Exercise aim -
Extend the passage below about the XCONVERT program, picking up right after its final sentence.

Text block -
=-=-=

XCONVERT obtains the information about each variable from a file that contains data definitions of the form used to create a system file for SAS, SPSS, or Stata. (This type of file is sometimes referred to as a "syntax file.") The program can also read a dictionary file for an SPSS system file. This dictionary file should match the ASCII file and table created by the SPSS `write' command (in versions of SPSS before Version 15).

The locations of the variables must be specified as a set of fixed columns in the SPSS, SAS, or Stata data definition files. Freefield entry or format statements are not recognized.

Each variable defined for one of those systems will produce a DDI or a DDL segment that includes the variable name, the variable label, the category labels, missing-data information, and the record and column location in the ASCII data file.

Note that the default output of this program is a valid DDI file, but with no text for survey questions and no study-level information except a title. You will have to merge question text and additional study-level information into the file, to make it a complete DDI file.

=-=-=

Data section -

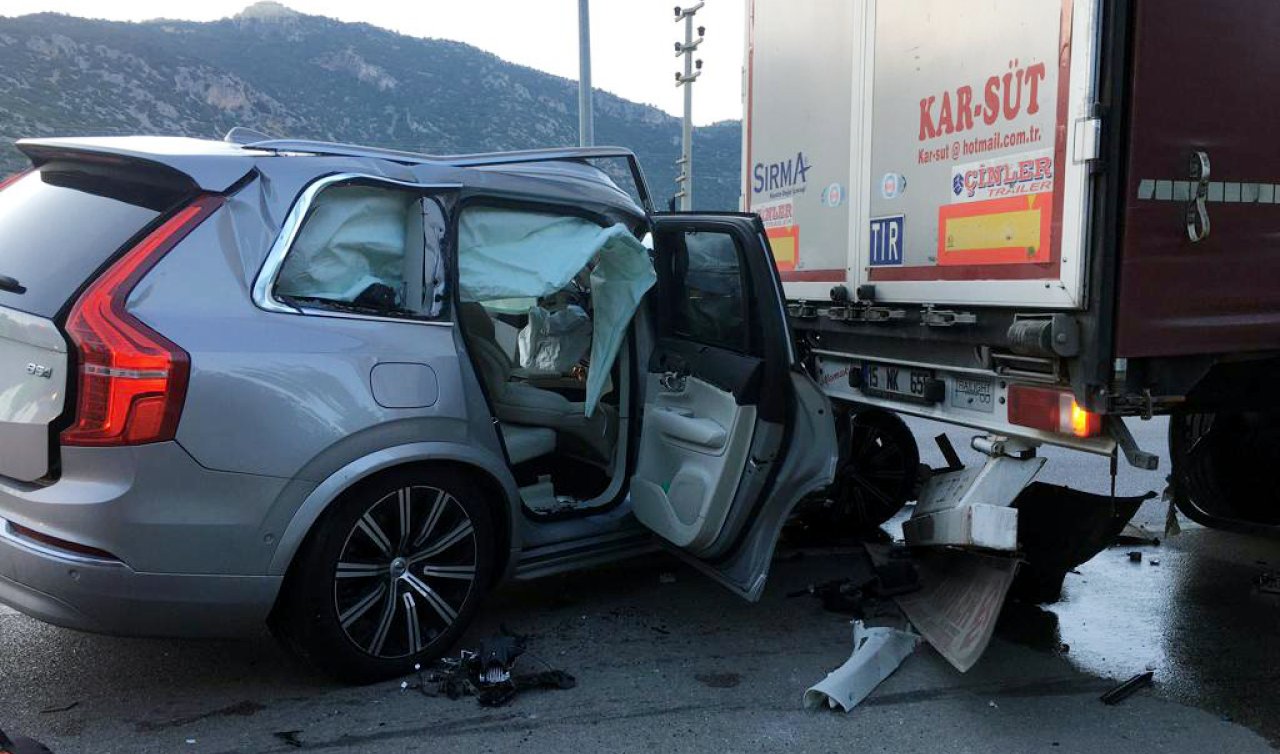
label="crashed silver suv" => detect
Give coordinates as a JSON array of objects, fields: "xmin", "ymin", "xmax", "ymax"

=-=-=

Exercise answer -
WARNING: Conversions from SPSS have been tested in more different formats than conversions from SAS or Stata. Not all possible forms of data definitions are recognized, but the program is general enough to be useful. Contact SDA support if you have problems (sda@berkeley.edu).


MEANING OF THE OPTIONS

File Names for Input and Output

-i fname
Take input from the file `fname'. (This specification is REQUIRED.)

-o fname
Write the output onto the file `fname' (instead of to the standard output).

Input Type

-x input_type
Type of input file
(The default is `spss', an SPSS data definition or syntax file. Other input types must be specified, in either upper or lower case.)

spss
SPSS data definitions.
Note that the definitions in an SPSS syntax file must have a period at the end of each command series.
See the discussion of SPSS definitions below.

spssbatch (or, equivalently, `oldspss')
Older SPSS data definitions.
In this format, column 1 in each line is reserved for major keywords. A period at the end of each command series is optional.
See the discussion of SPSS definitions below.

spssdict
SPSS dictionary file plus the table produced by using the SPSS `write' command on an SPSS system file (a file with the `.sav' suffix).
This procedure only works with SPSS versions before Version 15. See also the discussion of SPSS system files below.

sas
SAS data definitions.

stata
See the discussion of Stata definitions below.

Output Type

-y output_type
Type of output file: DDI or DDL (Default is DDI).

DDI
An XML file following the conventions of the Data Documentation Initiative (DDI-Codebook).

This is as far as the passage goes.